START Data excerpts

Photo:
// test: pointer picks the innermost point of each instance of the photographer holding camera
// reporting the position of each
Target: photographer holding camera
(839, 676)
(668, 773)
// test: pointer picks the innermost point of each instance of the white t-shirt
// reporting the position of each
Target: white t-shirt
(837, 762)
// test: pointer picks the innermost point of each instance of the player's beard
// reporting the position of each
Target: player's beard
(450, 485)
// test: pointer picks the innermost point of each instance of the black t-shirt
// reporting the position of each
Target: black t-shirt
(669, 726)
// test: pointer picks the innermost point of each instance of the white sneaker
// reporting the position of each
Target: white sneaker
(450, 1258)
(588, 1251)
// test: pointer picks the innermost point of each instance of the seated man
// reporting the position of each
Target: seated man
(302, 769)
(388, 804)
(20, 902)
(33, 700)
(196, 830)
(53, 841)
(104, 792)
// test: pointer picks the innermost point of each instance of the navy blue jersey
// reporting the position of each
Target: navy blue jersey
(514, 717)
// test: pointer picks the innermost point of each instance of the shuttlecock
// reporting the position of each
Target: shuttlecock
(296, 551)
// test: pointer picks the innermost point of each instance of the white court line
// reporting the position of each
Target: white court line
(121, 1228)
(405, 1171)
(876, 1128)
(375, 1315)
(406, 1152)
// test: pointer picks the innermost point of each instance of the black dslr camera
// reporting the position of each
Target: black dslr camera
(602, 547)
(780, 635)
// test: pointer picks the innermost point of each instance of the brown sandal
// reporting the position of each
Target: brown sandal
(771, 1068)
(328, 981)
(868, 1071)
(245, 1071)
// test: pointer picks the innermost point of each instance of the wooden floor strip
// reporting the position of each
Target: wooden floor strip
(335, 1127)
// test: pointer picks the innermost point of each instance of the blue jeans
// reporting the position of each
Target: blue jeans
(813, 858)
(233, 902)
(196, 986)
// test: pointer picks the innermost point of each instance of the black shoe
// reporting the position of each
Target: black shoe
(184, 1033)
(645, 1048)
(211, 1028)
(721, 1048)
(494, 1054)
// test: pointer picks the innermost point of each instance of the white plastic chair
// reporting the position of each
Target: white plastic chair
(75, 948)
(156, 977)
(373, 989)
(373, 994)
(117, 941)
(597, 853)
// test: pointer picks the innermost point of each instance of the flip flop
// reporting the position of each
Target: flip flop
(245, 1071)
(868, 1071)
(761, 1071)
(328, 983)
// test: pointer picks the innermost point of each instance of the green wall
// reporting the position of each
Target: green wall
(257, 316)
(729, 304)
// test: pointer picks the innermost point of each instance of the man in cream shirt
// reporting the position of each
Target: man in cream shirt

END Data excerpts

*Task requirements*. Retype, exactly and only, the lines running from the one with "the wooden floor strip" through the final line of the listing above.

*Complete response*.
// test: pointer picks the innermost point of each instance of the wooden floor strip
// reporting the position of each
Target: wooden floor strip
(335, 1127)
// test: pointer picks the innermost point of each instance of the blue jeans
// reporting the position of each
Target: blue jeans
(813, 858)
(233, 902)
(196, 986)
// test: pointer picks the innermost point of each instance of the black shoe
// reporting the position of each
Target: black shoe
(184, 1033)
(645, 1048)
(211, 1028)
(721, 1048)
(494, 1054)
// test: pointer picks the innermost point of each instance of the white plastic chair
// reporting the position of each
Target: white plastic chair
(75, 948)
(156, 977)
(373, 989)
(373, 994)
(117, 941)
(597, 853)
// test: pointer picks the innermost point of each instance of the flip flop
// reporting the position of each
Target: flip flop
(245, 1071)
(868, 1071)
(761, 1071)
(328, 983)
// test: pointer picks the innermost point of each instance of the green wall
// reporting the position of each
Target: green wall
(257, 316)
(729, 304)
// test: pointer picks the innermost point of each instance of the man in cream shirt
// reporting the position of each
Target: man in cream shirt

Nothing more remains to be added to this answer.